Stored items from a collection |
◇ ◇ ◇ ◇ ◇
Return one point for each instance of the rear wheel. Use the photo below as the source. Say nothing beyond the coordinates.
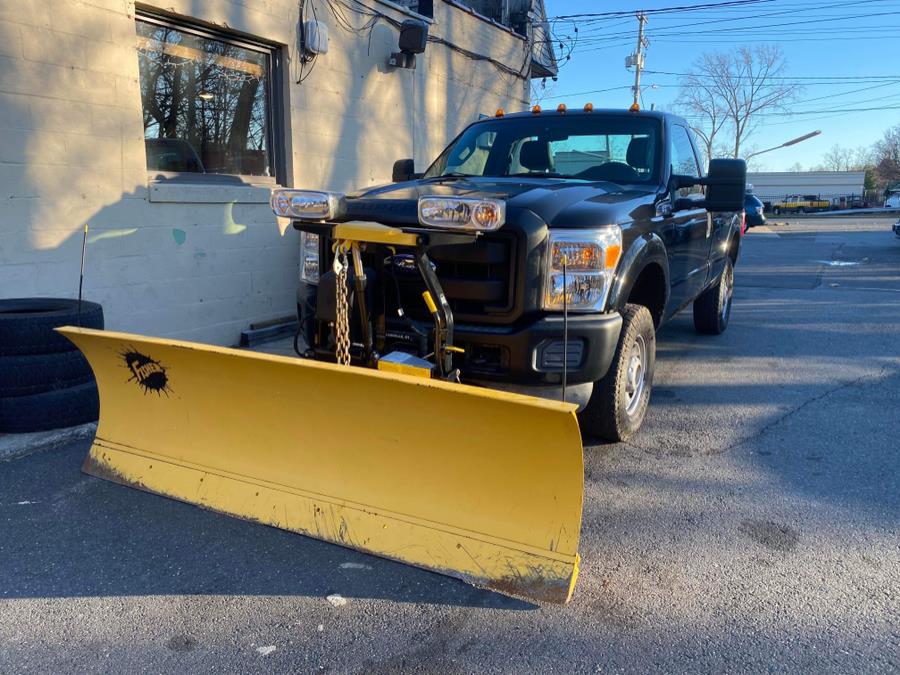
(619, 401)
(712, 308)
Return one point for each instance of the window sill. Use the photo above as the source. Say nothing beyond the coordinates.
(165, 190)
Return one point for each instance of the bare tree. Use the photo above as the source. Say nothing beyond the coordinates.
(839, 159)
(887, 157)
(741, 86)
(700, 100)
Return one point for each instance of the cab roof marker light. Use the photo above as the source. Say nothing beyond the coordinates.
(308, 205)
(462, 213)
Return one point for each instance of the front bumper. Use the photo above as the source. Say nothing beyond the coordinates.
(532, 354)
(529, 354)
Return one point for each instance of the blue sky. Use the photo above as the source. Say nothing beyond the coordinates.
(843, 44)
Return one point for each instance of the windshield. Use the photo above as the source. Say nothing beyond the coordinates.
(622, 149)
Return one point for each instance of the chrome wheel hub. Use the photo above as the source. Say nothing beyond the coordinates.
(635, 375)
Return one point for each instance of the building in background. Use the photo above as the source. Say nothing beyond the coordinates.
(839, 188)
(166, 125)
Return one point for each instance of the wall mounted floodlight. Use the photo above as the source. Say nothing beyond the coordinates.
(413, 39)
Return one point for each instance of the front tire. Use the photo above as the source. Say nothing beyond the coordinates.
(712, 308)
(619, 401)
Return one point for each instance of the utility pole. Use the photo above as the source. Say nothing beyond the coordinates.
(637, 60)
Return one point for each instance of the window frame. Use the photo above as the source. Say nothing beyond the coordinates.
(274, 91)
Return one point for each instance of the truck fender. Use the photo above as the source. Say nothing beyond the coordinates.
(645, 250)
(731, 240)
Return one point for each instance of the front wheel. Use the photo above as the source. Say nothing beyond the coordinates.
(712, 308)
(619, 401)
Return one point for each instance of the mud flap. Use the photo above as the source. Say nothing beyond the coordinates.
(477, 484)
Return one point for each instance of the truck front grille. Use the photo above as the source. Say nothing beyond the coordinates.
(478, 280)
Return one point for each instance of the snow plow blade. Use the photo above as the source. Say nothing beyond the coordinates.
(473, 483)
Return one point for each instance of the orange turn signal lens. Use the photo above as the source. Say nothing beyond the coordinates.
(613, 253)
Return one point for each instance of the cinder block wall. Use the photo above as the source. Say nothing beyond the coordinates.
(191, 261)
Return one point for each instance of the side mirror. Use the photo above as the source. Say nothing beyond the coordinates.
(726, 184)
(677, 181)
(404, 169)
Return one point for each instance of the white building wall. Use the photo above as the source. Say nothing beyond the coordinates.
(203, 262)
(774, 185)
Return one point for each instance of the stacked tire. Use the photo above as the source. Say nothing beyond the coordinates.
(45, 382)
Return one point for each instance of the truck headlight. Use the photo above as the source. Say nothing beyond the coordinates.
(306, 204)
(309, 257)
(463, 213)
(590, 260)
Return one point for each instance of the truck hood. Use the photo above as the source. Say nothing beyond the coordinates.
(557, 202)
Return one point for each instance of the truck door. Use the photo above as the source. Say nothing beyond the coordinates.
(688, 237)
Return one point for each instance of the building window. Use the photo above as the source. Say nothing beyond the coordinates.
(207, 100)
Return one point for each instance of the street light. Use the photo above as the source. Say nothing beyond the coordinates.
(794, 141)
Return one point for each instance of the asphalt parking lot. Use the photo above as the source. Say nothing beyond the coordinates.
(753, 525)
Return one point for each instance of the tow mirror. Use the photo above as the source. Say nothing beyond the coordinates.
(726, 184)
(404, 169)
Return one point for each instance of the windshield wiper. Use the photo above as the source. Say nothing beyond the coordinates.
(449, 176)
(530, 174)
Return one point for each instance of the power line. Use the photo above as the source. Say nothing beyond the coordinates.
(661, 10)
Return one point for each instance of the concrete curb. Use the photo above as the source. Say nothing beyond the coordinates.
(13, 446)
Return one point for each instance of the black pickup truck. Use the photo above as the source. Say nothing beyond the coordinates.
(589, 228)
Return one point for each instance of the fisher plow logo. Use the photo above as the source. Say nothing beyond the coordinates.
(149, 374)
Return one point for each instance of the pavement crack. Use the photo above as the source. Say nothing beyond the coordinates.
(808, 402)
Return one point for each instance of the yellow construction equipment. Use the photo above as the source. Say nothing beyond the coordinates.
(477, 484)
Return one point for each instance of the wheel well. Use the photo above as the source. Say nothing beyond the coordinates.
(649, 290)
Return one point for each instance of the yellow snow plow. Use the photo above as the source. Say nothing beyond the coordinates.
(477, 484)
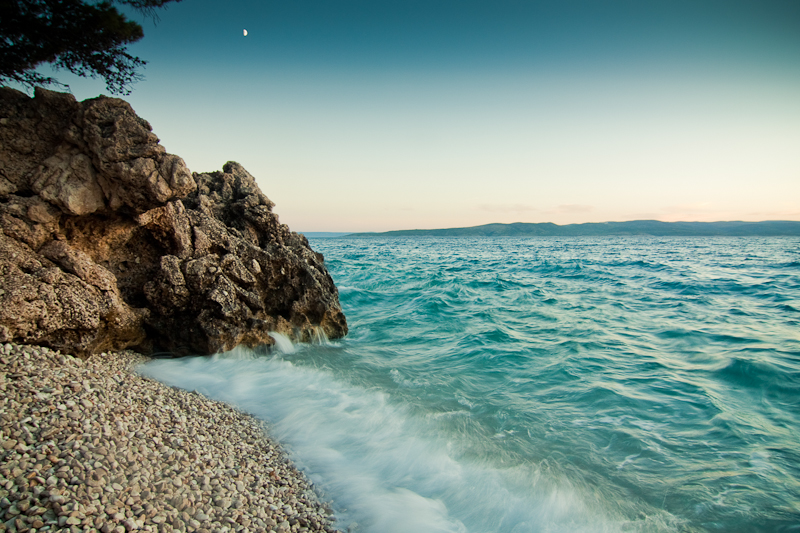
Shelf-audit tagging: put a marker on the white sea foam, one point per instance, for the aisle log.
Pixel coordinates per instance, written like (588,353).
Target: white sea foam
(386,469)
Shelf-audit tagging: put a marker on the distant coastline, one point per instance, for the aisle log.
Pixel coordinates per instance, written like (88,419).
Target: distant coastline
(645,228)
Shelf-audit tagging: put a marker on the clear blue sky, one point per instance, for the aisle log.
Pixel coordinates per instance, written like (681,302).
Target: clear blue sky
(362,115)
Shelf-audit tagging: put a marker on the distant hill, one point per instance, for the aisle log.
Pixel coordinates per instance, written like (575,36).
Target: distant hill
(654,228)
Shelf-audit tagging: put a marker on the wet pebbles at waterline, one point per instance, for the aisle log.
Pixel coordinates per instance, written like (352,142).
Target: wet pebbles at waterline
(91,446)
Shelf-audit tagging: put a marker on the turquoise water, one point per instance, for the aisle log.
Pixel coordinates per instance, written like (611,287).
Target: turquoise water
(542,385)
◇ ◇ ◇ ◇ ◇
Task to complete |
Repeat every line of the data above exactly, but drop the pictures.

Reply |
Return one point for each instance of the rear wheel. Use the photo below as the source. Say nothing beyond the coordinates.
(619, 401)
(712, 308)
Return one point for each instance of the window sill. Use the photo above as the source. Say nothing beyond the coordinates.
(165, 190)
Return one point for each instance of the bare tree. Use the photo above as the source. Say nothing beyond the coordinates.
(839, 159)
(887, 157)
(741, 86)
(700, 100)
Return one point for each instance of the cab roof marker light. Use the photo above as the source. Say nothing beyond the coordinates.
(308, 205)
(462, 213)
Return one point for each instance of the front bumper. Use the photo above as the source. Say nothing beyond the coordinates.
(532, 354)
(529, 354)
Return one point for each instance of the blue sky. Use the photo above as the source. Say nothing beyond the coordinates.
(843, 44)
Return one point for each instance of the windshield. Use the photo above as the source. Say nothing beyond the coordinates.
(622, 149)
Return one point for each instance of the chrome wheel hub. Use the photo above as the source. Say nothing beyond the coordinates.
(635, 375)
Return one point for each instance of the building in background. Use the photo above as the source. Say nothing beyond the coordinates.
(839, 188)
(166, 125)
Return one point for each instance of the wall mounted floodlight. Use the photo above as the source. Say nothing beyond the coordinates.
(413, 39)
Return one point for each instance of the front tire. Use the photo above as the source. Say nothing beyond the coordinates.
(712, 308)
(619, 401)
Return one point for each instance of the utility pole. Use the photo above as the source. Say nothing beyond the coordinates.
(637, 60)
Return one point for each instance of the window frame. Use the photo above as the source. Say nothing beyond the coordinates.
(274, 91)
Return one point for each instance of the truck fender. Use the photo above as the source. Say nothing beyond the coordinates.
(645, 250)
(731, 240)
Return one point for each instance of the front wheel. Use the photo above as the source. Say nothing beyond the coordinates.
(712, 308)
(619, 401)
Return one point for each instance of the mud flap. Use the photo above as the source. Say nothing beyond the coordinates.
(477, 484)
Return one point for each instance of the truck front grille. Use the photo above as the source. Say nothing beyond the coordinates.
(478, 280)
Return one point for each instance of the snow plow blade. Use the photo above as the source. Say nothing beyond the coordinates.
(473, 483)
Return one point for each instance of the orange turn signal lens. Use the photo above as the source. Say nothing beyond the coordinates.
(613, 253)
Return one point for each instance of the cinder block wall. Use the photo above as the source. Say nothing beyond the coordinates.
(191, 261)
Return one point for each instance of the side mirror. Use the photo above as the source. Say nothing beyond the coordinates.
(726, 184)
(677, 181)
(404, 169)
Return one point for each instance of the white building wall. Use the photo above as the source. Say nothing beyond the coordinates.
(203, 262)
(774, 185)
Return one point for each instance of the stacked tire. Use the photo above as the source. Say nothing beyond the coordinates.
(45, 382)
Return one point for each instance of the truck headlight. Use the photo above as the source. Say nothing beyond the coordinates.
(306, 204)
(309, 257)
(463, 213)
(590, 260)
Return one point for each instance of the truck hood. Use the photo above as the source. Say nothing beyond the coordinates.
(557, 202)
Return one point for each instance of the truck door. Use the photo above as the source. Say nothing beyond the coordinates.
(688, 237)
Return one point for each instance of the building window. Use the photo above as the source. Say nothing beyond the coordinates.
(207, 100)
Return one point for each instance of the street light. Use the photo above as the source. Say nothing beyond the coordinates.
(794, 141)
Return one point for each instance of the asphalt parking lot. Use the photo above as the source. Say nothing beyond the coordinates.
(753, 525)
Return one point for each instance of the tow mirror. Use the photo above as the source. Say nothing beyond the coordinates.
(726, 184)
(404, 169)
Return one point for each instance of the windshield wiper. Use the photo above as the source. Say nothing beyond the coordinates.
(449, 176)
(530, 174)
Return one point for each instance of the power line. Use the photo above as the source. Say nothing beyond the coordinates.
(661, 10)
Return one point for each instance of the concrete curb. Use the photo above as the source. Say nothing beyond the coordinates.
(13, 446)
Return one point for each instance of the black pickup truck. Use the photo above as the source. Say nothing beyond the coordinates.
(589, 228)
Return one point for each instance of the fisher plow logo. Use the photo above as the source. Say nothing beyond the coordinates.
(149, 374)
Return one point for each instance of the pavement crack. Use the photo above as the source. Say nothing beyond the coordinates.
(808, 402)
Return one point for each instance of the yellow construction equipment. Use the photo above as the source. Say nothing beyond the coordinates.
(477, 484)
Return one point for each instance of the wheel well. Use the photo above as the source. Say nothing beyond the coordinates.
(649, 290)
Return one point for each instance of the yellow snow plow. Use the photo above as the source. Say nothing beyond the coordinates.
(477, 484)
Shelf-audit tagging: put a marker on the white sea foam, one point per instance, for the aisle log.
Pixel coordinates per instance, written like (588,353).
Target: white sea foam
(386,469)
Shelf-audit tagging: put a marker on the distant coastline, one point per instance, for the aisle log.
Pixel coordinates per instance, written like (88,419).
Target: distant coastline
(645,228)
Shelf-audit tagging: put a marker on the clear blue sky, one point per instance, for the aisle log.
Pixel coordinates per instance, written like (681,302).
Target: clear blue sky
(362,115)
Shelf-audit tagging: put a marker on the distant hill, one point per instance, for the aisle log.
Pixel coordinates per instance, written like (575,36).
Target: distant hill
(654,228)
Shelf-audit tagging: put a marker on the wet pebbles at waterline, one point per instance, for the aisle log.
Pixel coordinates per instance, written like (352,142).
Target: wet pebbles at waterline
(91,446)
Shelf-audit tagging: put a marker on the turquoise water, one point per instance, for the aisle log.
Pixel coordinates per instance, written like (611,287).
Target: turquoise water
(542,385)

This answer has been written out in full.